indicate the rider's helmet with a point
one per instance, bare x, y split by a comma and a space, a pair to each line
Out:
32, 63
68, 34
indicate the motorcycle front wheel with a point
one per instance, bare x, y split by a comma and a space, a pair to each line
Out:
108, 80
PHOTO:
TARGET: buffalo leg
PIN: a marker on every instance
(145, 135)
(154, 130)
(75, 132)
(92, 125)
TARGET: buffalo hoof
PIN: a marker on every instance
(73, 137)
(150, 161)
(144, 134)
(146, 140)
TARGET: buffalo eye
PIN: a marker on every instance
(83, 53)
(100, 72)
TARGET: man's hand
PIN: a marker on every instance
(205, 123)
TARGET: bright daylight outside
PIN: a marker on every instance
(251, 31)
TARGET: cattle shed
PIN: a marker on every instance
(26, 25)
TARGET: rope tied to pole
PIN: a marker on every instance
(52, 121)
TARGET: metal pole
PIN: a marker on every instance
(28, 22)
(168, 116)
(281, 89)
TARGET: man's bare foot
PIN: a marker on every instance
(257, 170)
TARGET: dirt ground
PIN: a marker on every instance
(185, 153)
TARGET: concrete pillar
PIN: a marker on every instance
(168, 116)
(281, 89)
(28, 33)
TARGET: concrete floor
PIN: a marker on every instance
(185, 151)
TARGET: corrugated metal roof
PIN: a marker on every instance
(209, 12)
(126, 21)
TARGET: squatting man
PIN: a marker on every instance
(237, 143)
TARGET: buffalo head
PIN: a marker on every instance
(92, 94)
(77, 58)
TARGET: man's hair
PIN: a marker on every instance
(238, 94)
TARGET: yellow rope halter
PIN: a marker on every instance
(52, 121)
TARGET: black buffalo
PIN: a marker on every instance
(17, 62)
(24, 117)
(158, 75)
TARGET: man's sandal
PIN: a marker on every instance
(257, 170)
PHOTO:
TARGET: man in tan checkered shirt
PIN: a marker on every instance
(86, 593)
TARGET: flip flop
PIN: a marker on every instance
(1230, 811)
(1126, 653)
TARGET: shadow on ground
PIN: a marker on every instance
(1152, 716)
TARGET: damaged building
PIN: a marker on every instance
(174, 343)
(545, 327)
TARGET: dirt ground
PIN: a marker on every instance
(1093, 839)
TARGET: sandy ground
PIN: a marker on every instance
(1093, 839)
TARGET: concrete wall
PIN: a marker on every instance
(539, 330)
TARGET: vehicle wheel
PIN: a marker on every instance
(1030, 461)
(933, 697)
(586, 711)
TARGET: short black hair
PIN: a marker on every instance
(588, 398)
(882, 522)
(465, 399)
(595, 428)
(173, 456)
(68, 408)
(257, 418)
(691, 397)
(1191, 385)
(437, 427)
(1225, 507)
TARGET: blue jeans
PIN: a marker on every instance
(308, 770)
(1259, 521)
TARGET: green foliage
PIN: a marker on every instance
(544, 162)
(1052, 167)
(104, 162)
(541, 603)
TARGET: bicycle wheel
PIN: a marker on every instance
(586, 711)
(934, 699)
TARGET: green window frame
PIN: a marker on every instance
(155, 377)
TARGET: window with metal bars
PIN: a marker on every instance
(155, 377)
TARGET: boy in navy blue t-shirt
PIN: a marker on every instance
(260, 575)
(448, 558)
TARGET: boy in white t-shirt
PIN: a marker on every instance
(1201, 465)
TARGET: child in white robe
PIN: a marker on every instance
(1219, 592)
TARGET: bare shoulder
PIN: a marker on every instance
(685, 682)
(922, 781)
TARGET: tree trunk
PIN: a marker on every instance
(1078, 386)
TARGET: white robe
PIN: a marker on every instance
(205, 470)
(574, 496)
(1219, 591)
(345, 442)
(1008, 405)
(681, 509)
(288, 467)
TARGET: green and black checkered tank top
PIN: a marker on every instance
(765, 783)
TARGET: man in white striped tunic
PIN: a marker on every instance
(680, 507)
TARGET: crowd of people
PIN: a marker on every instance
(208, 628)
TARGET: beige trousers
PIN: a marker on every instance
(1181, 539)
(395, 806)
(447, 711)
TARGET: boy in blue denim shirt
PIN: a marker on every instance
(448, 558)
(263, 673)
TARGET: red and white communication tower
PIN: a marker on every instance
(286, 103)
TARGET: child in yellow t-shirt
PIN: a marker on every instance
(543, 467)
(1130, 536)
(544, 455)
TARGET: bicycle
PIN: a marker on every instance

═══

Do this:
Include both ends. Return the line holding "TARGET: bare shoulder" and all lines after it in the records above, exactly as written.

Answer for the task:
TARGET: bare shoulder
PIN: a marker on every instance
(685, 682)
(922, 781)
TARGET: tree trunk
PIN: a marker on every instance
(1078, 386)
TARGET: white robe
PIN: a marker on every instance
(205, 470)
(574, 496)
(1219, 591)
(345, 442)
(1008, 405)
(681, 509)
(288, 467)
TARGET: green and black checkered tank top
PIN: a marker on every instance
(765, 783)
TARGET: man in white striped tunic
PIN: a marker on every instance
(680, 507)
TARGET: crowd of people
PIN: a marker on every instance
(208, 628)
TARGET: beige trousers
PIN: a marker on every instance
(1181, 539)
(395, 806)
(447, 711)
TARGET: boy in blue denim shirt
PIN: a marker on every instance
(448, 558)
(263, 673)
TARGET: red and white communication tower
PIN: a marker on every instance
(286, 103)
TARGET: child in yellow t-shirt
PIN: a marker on every instance
(543, 467)
(1130, 536)
(544, 455)
TARGET: bicycle
PIN: a marker on every instance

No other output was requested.